Si Mars est aujourd’hui une planète désertique et hostile à la vie, de nombreux éléments laissent penser qu’elle fut autrefois habitable, plus humide et dotée d’une atmosphère plus dense. Les observations in situ ont révélé que la planète possède un riche passé hydrographique, marqué par la présence d’anciens lits de lacs et de rivières.

Si la vie avait réellement pu émerger sur Mars, ses traces subsisteraient probablement dans ces zones humides disparues, sous la forme de matière organique ou de fossiles de micro-organismes. En 2020, le rover Perseverance a entamé une mission destinée à collecter des échantillons de roche dans l’une de ces régions : la vallée Neretva Vallis, qui se jette dans le cratère Jezero, creusée il y a des milliards d’années par l’écoulement d’eau.

### OBJECTIF
Pouvez-vous recopier mot pour mot le passage du texte sur Mars qui va de « Si Mars est » jusqu'à « et de rivières. » inclus ? Les entrées n'ont aucun rapport avec le texte sur Mars.

### JEU DE DONNÉES
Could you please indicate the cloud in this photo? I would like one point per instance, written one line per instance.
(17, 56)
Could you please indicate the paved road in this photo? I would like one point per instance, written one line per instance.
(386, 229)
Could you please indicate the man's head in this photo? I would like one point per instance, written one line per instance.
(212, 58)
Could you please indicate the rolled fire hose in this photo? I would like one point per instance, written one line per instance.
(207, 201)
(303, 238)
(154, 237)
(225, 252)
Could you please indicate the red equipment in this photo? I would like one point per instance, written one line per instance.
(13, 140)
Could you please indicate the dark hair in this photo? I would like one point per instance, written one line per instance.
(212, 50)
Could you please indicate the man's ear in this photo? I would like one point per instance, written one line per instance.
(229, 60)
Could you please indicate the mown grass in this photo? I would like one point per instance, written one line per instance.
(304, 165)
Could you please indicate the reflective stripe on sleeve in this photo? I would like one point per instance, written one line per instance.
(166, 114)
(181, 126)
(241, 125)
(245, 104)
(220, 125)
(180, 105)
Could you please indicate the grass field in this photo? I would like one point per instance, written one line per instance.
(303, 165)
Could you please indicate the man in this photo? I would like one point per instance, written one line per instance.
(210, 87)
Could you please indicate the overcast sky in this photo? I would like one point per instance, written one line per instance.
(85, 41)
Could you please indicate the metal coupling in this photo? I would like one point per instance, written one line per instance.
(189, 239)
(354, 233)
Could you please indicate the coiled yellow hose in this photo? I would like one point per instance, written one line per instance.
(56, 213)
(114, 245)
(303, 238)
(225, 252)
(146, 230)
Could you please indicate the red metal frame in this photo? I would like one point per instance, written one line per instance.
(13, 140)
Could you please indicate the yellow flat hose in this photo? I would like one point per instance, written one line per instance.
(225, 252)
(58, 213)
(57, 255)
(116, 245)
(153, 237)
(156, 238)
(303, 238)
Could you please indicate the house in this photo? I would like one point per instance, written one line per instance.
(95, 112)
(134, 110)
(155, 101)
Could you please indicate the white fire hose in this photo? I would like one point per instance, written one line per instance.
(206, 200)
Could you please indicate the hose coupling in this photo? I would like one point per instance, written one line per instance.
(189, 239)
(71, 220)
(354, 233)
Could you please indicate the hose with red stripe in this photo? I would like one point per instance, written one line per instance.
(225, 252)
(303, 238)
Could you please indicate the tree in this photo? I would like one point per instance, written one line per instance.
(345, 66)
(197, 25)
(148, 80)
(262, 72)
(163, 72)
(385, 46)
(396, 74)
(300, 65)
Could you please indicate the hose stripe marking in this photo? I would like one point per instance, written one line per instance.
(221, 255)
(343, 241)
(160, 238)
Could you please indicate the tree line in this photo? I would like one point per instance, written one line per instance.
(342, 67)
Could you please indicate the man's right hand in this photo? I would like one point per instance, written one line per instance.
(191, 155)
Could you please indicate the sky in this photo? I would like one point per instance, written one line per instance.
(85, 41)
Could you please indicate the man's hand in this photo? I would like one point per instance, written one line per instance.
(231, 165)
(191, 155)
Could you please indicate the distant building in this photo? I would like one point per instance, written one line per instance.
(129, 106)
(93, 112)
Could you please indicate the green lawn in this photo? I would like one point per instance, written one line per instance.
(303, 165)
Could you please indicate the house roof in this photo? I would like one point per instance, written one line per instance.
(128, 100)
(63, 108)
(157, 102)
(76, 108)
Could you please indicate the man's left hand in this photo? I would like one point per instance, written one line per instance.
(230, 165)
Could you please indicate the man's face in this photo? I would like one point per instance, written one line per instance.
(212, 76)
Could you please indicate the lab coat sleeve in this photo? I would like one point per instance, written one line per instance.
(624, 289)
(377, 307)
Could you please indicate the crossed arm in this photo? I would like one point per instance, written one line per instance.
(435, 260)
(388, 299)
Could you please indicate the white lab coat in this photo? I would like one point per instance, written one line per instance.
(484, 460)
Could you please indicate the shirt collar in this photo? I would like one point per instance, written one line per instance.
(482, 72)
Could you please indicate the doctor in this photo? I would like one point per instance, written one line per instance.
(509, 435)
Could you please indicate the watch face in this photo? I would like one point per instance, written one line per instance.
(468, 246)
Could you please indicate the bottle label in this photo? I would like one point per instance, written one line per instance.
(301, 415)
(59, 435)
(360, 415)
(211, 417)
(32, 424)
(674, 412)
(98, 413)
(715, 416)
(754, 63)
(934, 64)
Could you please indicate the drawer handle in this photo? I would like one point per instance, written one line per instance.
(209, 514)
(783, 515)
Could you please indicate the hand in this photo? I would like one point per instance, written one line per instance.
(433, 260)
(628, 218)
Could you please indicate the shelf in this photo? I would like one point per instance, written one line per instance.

### RÉSULTAT ATTENDU
Si Mars est aujourd’hui une planète désertique et hostile à la vie, de nombreux éléments laissent penser qu’elle fut autrefois habitable, plus humide et dotée d’une atmosphère plus dense. Les observations in situ ont révélé que la planète possède un riche passé hydrographique, marqué par la présence d’anciens lits de lacs et de rivières.